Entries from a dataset
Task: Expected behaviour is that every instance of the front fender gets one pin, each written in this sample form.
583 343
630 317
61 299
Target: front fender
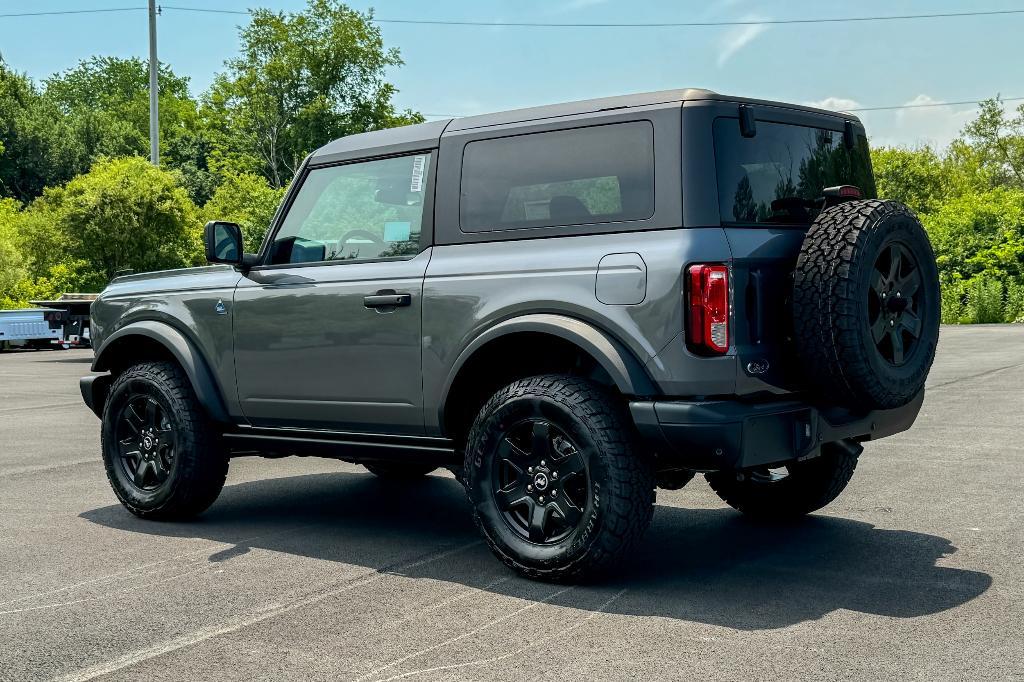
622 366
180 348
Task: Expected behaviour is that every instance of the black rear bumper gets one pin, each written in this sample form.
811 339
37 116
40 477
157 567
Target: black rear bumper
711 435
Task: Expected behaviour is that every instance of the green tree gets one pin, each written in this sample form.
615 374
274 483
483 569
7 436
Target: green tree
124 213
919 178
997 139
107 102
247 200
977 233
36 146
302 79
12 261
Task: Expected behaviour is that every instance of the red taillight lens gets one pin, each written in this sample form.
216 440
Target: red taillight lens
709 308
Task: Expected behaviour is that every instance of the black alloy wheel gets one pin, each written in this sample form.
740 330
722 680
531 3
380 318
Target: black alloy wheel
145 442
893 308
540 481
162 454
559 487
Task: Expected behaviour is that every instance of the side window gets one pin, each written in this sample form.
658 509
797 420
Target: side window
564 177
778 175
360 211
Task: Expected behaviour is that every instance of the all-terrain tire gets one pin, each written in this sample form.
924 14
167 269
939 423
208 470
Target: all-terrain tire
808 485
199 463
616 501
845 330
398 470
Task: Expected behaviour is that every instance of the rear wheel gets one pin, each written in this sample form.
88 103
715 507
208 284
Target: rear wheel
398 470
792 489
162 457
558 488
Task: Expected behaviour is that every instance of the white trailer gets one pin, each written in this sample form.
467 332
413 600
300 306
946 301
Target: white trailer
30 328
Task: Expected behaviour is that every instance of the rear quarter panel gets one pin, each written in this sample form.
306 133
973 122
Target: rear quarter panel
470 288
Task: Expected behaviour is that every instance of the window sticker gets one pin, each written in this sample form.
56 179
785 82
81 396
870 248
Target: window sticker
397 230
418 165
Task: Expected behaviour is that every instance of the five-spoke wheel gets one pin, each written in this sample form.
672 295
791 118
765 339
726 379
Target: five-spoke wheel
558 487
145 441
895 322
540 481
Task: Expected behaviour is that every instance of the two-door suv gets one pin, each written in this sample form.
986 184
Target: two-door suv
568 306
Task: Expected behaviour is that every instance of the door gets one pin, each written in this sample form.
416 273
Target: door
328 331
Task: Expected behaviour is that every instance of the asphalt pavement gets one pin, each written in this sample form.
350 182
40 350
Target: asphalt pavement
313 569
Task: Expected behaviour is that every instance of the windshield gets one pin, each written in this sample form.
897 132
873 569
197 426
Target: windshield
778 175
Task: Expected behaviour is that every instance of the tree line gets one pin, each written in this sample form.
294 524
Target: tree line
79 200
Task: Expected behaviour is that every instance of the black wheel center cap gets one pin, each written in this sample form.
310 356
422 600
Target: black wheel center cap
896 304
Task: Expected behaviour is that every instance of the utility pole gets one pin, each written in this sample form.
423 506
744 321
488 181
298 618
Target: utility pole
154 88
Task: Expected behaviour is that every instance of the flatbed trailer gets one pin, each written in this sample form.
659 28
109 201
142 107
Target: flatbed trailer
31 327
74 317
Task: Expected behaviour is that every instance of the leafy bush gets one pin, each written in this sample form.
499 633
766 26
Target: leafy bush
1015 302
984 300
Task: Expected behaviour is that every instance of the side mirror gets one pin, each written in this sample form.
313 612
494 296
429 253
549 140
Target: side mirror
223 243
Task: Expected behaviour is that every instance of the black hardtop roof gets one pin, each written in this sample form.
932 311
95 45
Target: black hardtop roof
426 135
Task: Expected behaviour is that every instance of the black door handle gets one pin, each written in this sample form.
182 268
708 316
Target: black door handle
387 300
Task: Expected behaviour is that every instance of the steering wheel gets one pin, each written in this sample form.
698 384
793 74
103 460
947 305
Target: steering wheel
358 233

---

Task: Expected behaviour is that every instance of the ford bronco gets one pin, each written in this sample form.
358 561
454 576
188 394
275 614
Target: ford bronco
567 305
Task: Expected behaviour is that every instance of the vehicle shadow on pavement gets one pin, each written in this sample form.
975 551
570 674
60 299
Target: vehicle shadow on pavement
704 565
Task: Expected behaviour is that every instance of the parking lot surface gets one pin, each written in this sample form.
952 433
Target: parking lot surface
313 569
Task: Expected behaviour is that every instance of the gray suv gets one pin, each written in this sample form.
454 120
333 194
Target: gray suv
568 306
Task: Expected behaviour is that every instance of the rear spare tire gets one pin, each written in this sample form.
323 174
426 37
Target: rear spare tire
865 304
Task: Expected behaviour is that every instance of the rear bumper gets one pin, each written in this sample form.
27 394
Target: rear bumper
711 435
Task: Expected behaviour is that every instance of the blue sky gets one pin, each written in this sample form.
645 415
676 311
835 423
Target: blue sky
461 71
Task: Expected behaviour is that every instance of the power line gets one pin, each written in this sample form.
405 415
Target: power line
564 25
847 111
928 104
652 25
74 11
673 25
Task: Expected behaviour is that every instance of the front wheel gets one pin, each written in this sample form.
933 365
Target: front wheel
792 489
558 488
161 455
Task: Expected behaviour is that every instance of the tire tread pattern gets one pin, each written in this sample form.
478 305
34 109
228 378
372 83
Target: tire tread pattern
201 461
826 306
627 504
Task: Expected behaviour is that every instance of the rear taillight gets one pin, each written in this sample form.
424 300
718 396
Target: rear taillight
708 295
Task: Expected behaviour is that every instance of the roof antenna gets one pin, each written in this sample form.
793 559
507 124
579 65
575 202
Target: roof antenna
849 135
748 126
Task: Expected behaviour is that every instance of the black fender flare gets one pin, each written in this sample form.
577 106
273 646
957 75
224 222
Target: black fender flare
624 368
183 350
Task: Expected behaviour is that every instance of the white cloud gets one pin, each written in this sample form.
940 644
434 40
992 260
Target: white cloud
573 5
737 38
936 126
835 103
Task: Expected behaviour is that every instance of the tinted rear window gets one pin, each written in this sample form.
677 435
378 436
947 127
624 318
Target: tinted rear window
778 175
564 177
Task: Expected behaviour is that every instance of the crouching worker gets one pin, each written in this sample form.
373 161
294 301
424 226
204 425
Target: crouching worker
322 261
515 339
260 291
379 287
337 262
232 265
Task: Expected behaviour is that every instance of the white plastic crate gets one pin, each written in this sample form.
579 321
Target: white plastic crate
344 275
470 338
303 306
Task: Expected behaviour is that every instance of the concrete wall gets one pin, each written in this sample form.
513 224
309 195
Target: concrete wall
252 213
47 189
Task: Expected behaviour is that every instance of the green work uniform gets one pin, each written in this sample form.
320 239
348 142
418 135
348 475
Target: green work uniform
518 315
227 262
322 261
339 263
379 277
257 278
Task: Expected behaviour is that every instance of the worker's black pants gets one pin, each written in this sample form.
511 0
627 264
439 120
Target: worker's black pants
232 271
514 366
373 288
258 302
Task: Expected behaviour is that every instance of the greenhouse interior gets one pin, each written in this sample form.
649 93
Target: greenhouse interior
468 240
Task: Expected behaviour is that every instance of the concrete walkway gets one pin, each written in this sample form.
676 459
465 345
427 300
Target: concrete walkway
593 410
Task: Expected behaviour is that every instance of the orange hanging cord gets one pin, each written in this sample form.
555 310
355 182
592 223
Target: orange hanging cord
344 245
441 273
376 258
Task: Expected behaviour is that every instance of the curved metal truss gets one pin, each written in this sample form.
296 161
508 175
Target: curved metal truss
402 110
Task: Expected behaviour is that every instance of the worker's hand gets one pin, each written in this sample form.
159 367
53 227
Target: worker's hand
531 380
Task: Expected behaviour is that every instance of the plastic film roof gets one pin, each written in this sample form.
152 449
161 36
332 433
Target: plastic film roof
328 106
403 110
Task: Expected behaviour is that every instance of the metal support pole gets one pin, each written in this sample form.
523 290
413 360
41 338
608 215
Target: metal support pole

...

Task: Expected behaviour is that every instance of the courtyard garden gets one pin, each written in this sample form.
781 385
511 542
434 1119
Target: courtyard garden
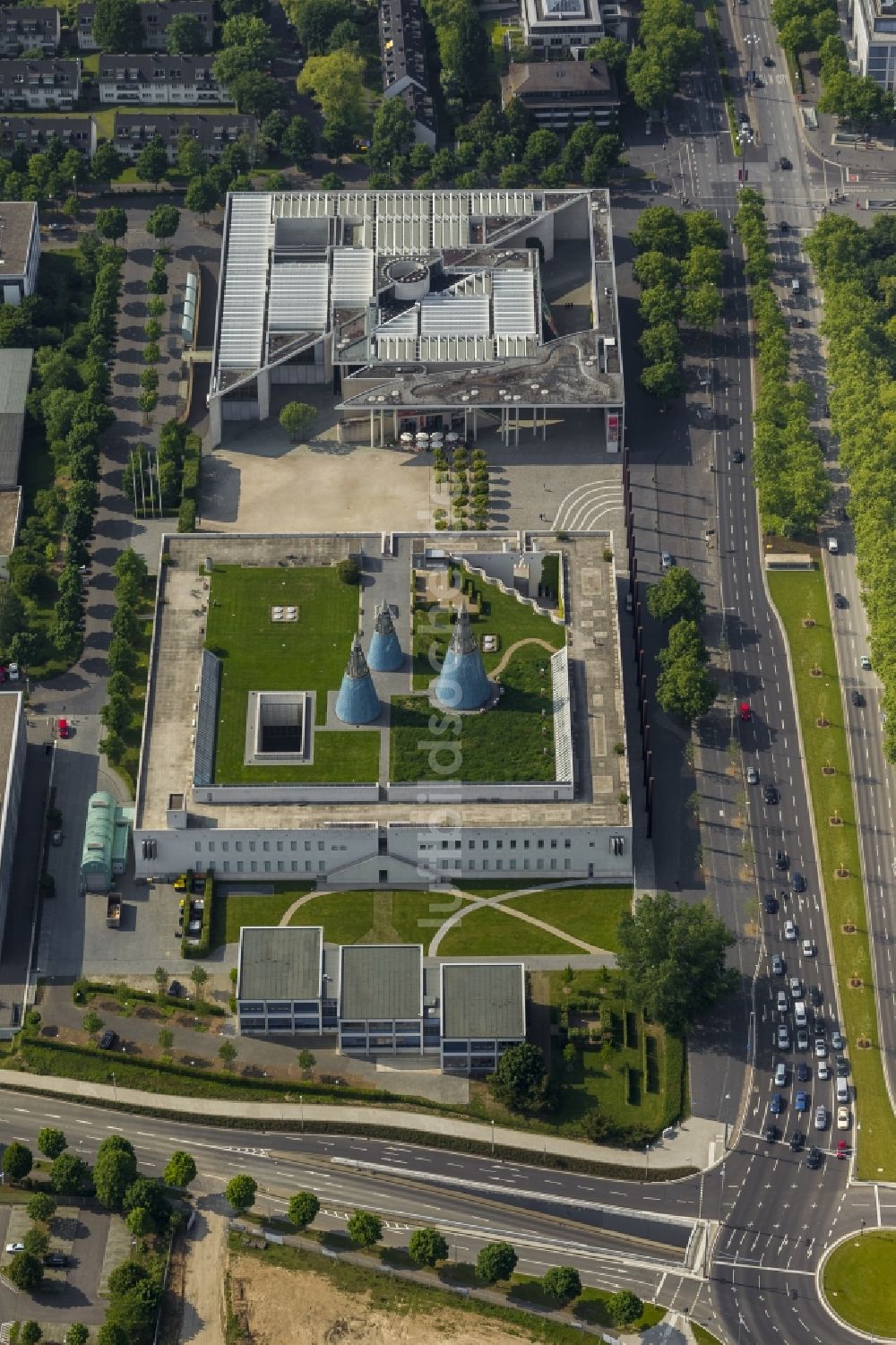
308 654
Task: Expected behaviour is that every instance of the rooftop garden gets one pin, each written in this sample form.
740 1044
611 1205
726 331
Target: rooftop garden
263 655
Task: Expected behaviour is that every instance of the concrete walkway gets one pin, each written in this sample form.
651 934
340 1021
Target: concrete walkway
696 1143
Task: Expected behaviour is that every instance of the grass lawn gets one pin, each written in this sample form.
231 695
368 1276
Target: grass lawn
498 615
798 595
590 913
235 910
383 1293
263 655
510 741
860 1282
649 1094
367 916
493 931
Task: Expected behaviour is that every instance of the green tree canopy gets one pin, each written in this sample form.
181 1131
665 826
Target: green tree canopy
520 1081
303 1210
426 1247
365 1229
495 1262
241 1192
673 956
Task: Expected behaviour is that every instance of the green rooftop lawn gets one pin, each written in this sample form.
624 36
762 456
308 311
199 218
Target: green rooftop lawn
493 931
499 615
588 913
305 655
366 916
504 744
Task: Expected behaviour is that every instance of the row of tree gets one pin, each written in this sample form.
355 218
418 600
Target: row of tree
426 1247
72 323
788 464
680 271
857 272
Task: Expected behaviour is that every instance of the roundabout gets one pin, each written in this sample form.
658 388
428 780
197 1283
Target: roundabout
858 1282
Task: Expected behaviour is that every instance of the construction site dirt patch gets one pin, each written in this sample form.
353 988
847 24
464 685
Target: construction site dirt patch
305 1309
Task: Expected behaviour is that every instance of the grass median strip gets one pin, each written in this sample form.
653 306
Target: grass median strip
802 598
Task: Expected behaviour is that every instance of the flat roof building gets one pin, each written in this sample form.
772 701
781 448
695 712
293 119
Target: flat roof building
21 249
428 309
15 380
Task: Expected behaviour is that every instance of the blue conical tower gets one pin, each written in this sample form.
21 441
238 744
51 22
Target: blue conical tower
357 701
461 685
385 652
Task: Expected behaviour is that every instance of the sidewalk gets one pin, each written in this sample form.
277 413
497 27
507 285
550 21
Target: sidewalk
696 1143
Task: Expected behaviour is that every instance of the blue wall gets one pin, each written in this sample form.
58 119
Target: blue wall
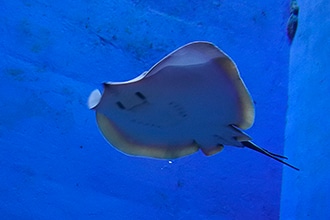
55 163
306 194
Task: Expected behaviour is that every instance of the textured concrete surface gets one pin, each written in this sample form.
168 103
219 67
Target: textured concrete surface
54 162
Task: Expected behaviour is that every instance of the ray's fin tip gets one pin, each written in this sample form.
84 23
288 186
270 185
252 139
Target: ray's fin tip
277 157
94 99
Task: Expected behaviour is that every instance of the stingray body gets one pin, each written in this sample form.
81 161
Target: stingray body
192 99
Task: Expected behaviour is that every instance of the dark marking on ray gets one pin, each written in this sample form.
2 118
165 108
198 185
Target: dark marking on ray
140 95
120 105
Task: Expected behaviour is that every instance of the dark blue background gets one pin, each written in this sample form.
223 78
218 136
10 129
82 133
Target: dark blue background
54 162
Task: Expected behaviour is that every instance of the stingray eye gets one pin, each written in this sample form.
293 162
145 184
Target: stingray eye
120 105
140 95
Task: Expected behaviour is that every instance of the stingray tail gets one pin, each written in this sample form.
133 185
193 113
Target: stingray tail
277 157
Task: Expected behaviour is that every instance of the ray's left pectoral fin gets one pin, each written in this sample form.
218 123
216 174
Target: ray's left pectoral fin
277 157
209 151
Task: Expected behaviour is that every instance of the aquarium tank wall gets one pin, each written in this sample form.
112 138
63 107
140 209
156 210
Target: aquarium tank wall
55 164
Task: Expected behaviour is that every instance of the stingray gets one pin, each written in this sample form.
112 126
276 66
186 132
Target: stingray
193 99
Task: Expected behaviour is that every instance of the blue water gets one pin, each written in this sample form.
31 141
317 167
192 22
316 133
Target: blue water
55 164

● WORK TO DO:
How many lines of the listing above contain the string "cord"? Case counts, so reply with the number alone.

● FULL ANSWER:
2